Aim 1:
Rewrite the records as a numbered list, starting at the line containing "Would you mind marking the eye" and ending at the line containing "(1151, 713)", both included, and omit blank lines.

For increasing the robustness of spatial domain-based watermarking techniques, various methods have been proposed in recent years (Zheng and Feng 2008; de Queiroz and Braun 2006; Su et al. 2013; Das et al. 2014; Zeng and Qiu 2008; Kalra et al. 2015). Frequency domain watermarking is nonlinear and confidently deals with the frequency components of the image. At present, some watermarking based on discrete cosine transform (DCT), discrete Fourier transform (DFT), and discrete wavelet transform (DWT) are well-known transform domain watermarking. The frequency domain watermarking has strong robustness and can resist many geometric attacks such as rotation, scaling, and cropping attack. For example, in Zheng and Feng (2008), a multi-channel DWT domain image watermarking was proposed to against geometric attacks and experimental results show that the proposed method is fairly resistant against the lossy compression attack and has a good trade-off between robustness and computational complexity. In de Queiroz and Braun (2006), a reversible method to convert color graphics and pictures to gray images based on watermarking that using one level of the DWT, which provides a high-capacity embedding watermarking scheme and better invisibility.

Das et al. (2014) presented a novel blind watermarking algorithm in DCT domain using the correlation between two DCT coefficients of adjacent blocks in the same position. Zeng and Qiu (2008) considered direct current (DC) coefficient to trade-off the robustness and the invisibility and proposed a blind watermarking scheme with quantization index modulation (QIM) technology, in which the DC coefficient was obtained after the 2-DCT was performed independently for every block of the image. Kalra et al. (2015) proposed an adaptive digital image watermarking for color images in frequency domain which utilizes the advantages of DCT, DWT, Arnold transform, Chaos and Hamming as ECC. In the methods of Das et al. (2014), Zeng and Qiu (2008), Kalra et al. (2015), 2-DCT was performed independently for every block of the image and inverse 2-DCT was applied to the modified DCT coefficients of each embedding block to rebuild the watermarked image when embedding the watermark. Moreover, 2-DCT was also performed independently for every block of the watermarked image when extracting the watermark. Although more information for embedding and better robustness against the common attacks can be achieved through frequency domain method, the computational cost is higher than that of spatial domain. Embedding the watermark into the component of the original image in spatial domain is a straightforward method which has the advantages of low computational complexity (Su et al. 2013).

Material:

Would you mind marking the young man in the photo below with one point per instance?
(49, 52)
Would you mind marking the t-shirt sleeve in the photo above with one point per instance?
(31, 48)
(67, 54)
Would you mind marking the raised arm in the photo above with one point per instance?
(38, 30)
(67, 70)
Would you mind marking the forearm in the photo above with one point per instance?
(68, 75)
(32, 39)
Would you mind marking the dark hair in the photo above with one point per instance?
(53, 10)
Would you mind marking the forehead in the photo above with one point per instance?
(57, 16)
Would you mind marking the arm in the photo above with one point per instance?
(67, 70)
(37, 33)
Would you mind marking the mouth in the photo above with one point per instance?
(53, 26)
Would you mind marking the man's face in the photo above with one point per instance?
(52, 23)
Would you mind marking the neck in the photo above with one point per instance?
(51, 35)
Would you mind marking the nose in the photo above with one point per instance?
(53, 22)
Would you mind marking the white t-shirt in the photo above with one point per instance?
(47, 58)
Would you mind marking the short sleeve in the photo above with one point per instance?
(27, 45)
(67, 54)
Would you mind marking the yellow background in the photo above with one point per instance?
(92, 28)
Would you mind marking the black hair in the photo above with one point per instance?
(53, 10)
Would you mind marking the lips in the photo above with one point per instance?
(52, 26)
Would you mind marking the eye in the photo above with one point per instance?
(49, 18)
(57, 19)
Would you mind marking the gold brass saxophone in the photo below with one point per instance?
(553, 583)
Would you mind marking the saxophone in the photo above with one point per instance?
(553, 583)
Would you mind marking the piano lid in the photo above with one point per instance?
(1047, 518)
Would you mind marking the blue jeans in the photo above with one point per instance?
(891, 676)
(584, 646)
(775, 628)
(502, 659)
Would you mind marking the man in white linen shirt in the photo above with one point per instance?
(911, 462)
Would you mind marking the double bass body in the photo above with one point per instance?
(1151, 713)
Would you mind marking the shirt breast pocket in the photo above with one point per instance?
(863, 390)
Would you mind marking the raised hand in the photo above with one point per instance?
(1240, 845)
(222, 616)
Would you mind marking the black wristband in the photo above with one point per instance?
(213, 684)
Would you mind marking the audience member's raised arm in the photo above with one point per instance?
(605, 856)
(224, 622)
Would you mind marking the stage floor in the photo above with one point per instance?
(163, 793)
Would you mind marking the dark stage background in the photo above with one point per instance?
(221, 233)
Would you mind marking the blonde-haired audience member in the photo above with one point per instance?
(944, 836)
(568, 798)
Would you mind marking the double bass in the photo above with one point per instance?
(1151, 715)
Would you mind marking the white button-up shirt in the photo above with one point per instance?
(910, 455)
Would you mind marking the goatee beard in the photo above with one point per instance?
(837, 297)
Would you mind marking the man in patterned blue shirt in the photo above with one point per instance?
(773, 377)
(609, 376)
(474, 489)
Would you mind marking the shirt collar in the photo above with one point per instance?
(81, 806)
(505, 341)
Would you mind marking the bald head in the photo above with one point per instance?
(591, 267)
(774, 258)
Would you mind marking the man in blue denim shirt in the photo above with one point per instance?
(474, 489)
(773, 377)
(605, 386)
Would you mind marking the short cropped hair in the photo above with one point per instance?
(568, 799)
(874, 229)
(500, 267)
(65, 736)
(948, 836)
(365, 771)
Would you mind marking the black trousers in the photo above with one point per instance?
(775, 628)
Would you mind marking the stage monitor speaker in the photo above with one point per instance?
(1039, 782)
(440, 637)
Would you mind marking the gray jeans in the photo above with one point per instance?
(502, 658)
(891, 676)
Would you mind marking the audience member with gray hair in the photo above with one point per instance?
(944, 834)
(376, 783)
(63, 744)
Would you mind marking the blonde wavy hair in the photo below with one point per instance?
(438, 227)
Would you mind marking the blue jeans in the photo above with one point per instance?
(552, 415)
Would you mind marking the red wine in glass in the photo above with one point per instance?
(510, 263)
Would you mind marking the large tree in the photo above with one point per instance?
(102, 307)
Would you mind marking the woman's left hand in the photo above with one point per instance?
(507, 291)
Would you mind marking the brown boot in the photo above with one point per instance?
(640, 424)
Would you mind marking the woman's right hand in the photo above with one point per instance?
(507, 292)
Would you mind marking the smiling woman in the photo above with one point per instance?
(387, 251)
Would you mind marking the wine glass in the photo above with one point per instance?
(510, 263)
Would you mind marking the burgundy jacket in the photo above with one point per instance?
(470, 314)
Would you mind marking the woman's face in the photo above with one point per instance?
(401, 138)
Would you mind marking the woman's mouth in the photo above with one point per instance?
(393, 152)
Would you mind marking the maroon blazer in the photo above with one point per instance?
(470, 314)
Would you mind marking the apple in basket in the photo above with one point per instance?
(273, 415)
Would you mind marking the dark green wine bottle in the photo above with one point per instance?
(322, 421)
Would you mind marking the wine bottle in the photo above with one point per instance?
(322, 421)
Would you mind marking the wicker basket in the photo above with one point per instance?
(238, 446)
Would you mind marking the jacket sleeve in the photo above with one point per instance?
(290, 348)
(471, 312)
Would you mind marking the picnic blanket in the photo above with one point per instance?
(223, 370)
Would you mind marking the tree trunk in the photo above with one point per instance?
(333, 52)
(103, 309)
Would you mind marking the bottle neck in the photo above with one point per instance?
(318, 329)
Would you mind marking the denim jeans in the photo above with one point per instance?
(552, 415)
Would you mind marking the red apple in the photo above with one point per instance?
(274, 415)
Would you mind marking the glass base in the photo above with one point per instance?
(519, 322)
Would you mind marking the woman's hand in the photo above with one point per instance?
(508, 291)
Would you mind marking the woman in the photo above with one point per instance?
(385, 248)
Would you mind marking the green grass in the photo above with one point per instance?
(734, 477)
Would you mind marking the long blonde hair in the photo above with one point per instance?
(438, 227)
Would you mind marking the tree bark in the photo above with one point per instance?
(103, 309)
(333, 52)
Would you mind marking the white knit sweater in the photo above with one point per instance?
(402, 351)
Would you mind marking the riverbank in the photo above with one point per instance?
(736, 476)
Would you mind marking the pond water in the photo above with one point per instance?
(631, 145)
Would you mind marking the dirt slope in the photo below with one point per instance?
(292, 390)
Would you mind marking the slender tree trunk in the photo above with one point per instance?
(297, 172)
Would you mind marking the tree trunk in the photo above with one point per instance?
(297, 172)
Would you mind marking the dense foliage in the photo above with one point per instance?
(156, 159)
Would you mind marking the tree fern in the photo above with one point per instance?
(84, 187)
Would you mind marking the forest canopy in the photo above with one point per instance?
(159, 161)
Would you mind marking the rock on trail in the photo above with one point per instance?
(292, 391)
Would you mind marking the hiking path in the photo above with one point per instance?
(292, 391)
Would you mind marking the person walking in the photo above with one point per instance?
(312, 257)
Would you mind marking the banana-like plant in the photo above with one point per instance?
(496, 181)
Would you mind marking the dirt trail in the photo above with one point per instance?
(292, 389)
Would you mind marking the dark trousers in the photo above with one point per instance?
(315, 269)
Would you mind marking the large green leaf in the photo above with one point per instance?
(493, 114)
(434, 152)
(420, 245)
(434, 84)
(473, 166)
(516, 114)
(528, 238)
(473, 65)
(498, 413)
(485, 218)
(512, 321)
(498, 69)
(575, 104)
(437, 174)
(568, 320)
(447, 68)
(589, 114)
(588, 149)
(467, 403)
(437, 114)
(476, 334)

Aim 2:
Extend the passage on image watermarking past its final sentence.

Right answer 1:
1. Would you mind marking the eye in the photo above with one point per instance?
2. (49, 18)
3. (57, 19)
4. Would you mind marking the gold brass saxophone in the photo below with one point per instance?
5. (553, 583)
6. Would you mind marking the saxophone in the photo above with one point per instance?
7. (553, 583)
8. Would you mind marking the piano lid in the photo above with one point per instance?
9. (1047, 518)
10. Would you mind marking the blue jeans in the photo above with one point per instance?
11. (891, 676)
12. (584, 646)
13. (775, 628)
14. (502, 659)
15. Would you mind marking the man in white linen shirt in the photo above with one point per instance?
16. (911, 462)
17. Would you mind marking the double bass body in the photo above with one point per instance?
18. (1151, 713)

Right answer 2:
Motivated by the above-mentioned discussions, combining these advantages of the frequency domain and spatial domain, a blind watermarking algorithm is proposed in this paper, which using the DC coefficient that directly obtained in spatial domain instead of DCT transform to extract the embedded watermark in the spatial domain based on the statistical rule and the method that “first to select the optimum sub-watermark from 4 sub-watermarks, then combine the optimum sub-watermarks to the final watermark,” i.e., “first to select, second to combine,” which is different from the method of Nasir et al. (2010). Experimental results prove that the proposed method not only can resolve the non-blind extraction problem, but also can embed and extract watermark in the spatial domain instead of the DCT domain.

The rest of this paper is organized as follows. Section 2 introduces the technique of modifying DC coefficients in spatial domain. Section 3 gives the procedures of the watermark embedding and extraction. The experimental results prove the performance of the proposed method in Sect. 4. Finally, Sect. 5 concludes this paper.

2 The technique of modifying DC coefficients in spatial domain

2.1 The important feature of DC coefficient

DCT is a kind of transform domain methods in the field of real number, whose transform kernel is the cosine function. An image can be transformed from the spatial domain to DCT domain by 2-D DCT, and the image can also be restored from DCT domain to the spatial domain via 2-D inverse DCT.

For a \(M\times N\) image \(f(x,y)\,(x=0,1,2,\ldots ,M-1, y=0,1,2,\ldots ,N-1)\), 2-D DCT is given as follows:

$$\begin{aligned} C(u,v)= & {} \alpha _u \alpha _v \sum _{x=0}^{M-1} {\sum _{y=0}^{N-1} {f(x,y)\cos \frac{\pi (2x+1)u}{2M}} }\nonumber \\&\times \cos \frac{\pi (2y+1)v}{2N} \end{aligned}$$
(1)

where M and N are the row and the column size of f(xy), u and v are the horizontal and the vertical frequency \((u=0, 1, 2, \ldots , M-1, v=0, 1, 2,\ldots , N-1)\), and C(uv) is DCT coefficient of image f(xy).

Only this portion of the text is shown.